# EBay Aluminum Pedals



## sniper6182 (Apr 24, 2004)

I have an 04 SMG 330ci, can i use the automatic pedals?? anyone tried this on their SMG???? b/c ir emember seeing some website online that had diffrent pedals for SMG and auto...please PM me w/ the answer to this question thanx


----------



## Iniquity (Sep 3, 2003)

sniper6182 said:


> I have an 04 SMG 330ci, can i use the automatic pedals?? anyone tried this on their SMG???? b/c ir emember seeing some website online that had diffrent pedals for SMG and auto...please PM me w/ the answer to this question thanx


the brake pedal is different in an smg.. it's the same size as the manual brake pedal.. auto brake pedal is big.. .. they should have an smg set.. if not.. u'd probably be okay getting a manual kit... don't quite me on this though.. i could be wrong, but that's how it is in my friend's smg..


----------



## nickeltong (Mar 16, 2004)

I got more than just break pedals.

I GOT MY FIRST DING!!!    

It's a small one though and I don't know where I got it. :bawling: :bawling: :banghead:


----------



## nickeltong (Mar 16, 2004)

Took delivery of them pedals yesterday. Haven't installed it yet but I checked today the Alumium foot rest does not extend to the actual length of the existing foot rest. Anyone with similar experience or was I given the wrong part. The gas and brake pedals seem to fit ok. :dunno:


----------



## nickeltong (Mar 16, 2004)

** STORED DATA **

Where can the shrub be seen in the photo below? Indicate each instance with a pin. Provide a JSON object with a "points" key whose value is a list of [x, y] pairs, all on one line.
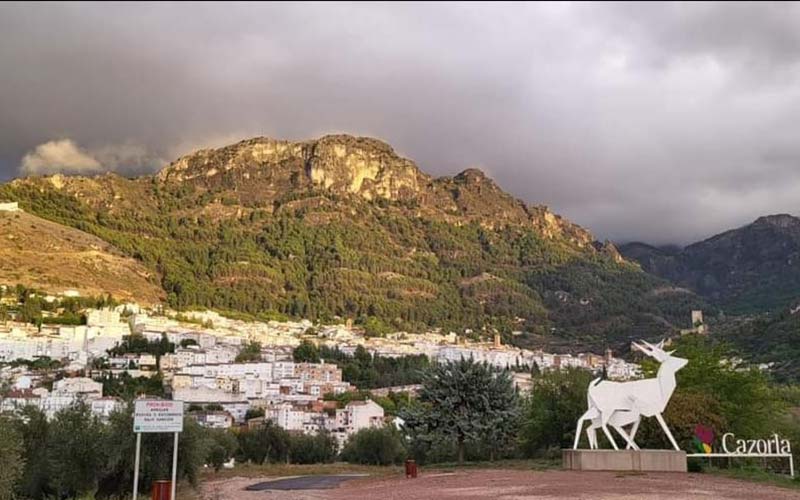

** WRITTEN TASKS **
a. In the aluminum pedals thread, how does the SMG brake pedal compare in size with the manual brake pedal?
b. Pick up the aluminum pedals thread from its final line and write the next part.

** RESULTS IN ORDER **
a. It is the same size as the manual brake pedal.

b.
Here's a picture of what I mean:


----------



## TLudwig (Mar 30, 2004)

nickeltong said:


> Here's a picture of what I mean:


Yeah, that's obviously not a good fit. First I've heard of that. Is it that obvious if you aren't down underneath the dash? :dunno:


----------



## BahnBaum (Feb 25, 2004)

nickeltong said:


> Here's a picture of what I mean:


You got the right part. It just doesn't cover the enter plastic dead pedal. I gave mine away and stayed with my standard ///m dead pedal, and just put the aluminum on the accelerator, brake and clutch.

Alex


----------



## BloodRedHog (Mar 9, 2004)

eyeguy said:


> Mine is one of only two ZHP's I've seen on the road here (but there are a few on the lot at Peake BMW in New Orleans - I went with Brian Harris in Baton Rouge). Nice to hear from a fellow Louisianian (uh, is that an actual word?) and with this car. I'm actually from Michigan x 15 years but am here for 3 years (one to go). What I wanted was split seat; when I heard about the $2400 dealer hold-back REQUIRING pick-up by June 30, I ditched the ED plan, scrambled and found only TWO TiAg ZHP's with these type options (incl alum silver cube) within range of the delivery deadline: mine and Blood Red Hog's! Anyway, I took the ZCW to get the split seats and my car began it's long journey to me from a dealer near Chicago (which explains the bun warmers). SOOooo, long answer to a short question...no, I don't need seat heaters in New Orleans  (but may like them if I head back north next year...) See you around! I may be spending a month near Monroe in Aug or Sept...


Eye and I have the twins. We probably have the only two TiAg ZHP's in LA-AR area. :thumbup:

Wasn't Eye's pedal set a 4-piece. The one you just bought was a 3-piece?


----------



## rgzimmer (May 1, 2004)

It probably isn't supposed to cover the entire dead pedal, but does anyone else with an AT have them that could post a pic or comment? I'm thinking I'll get these, too. They look fantastic! I just wish they were still $38.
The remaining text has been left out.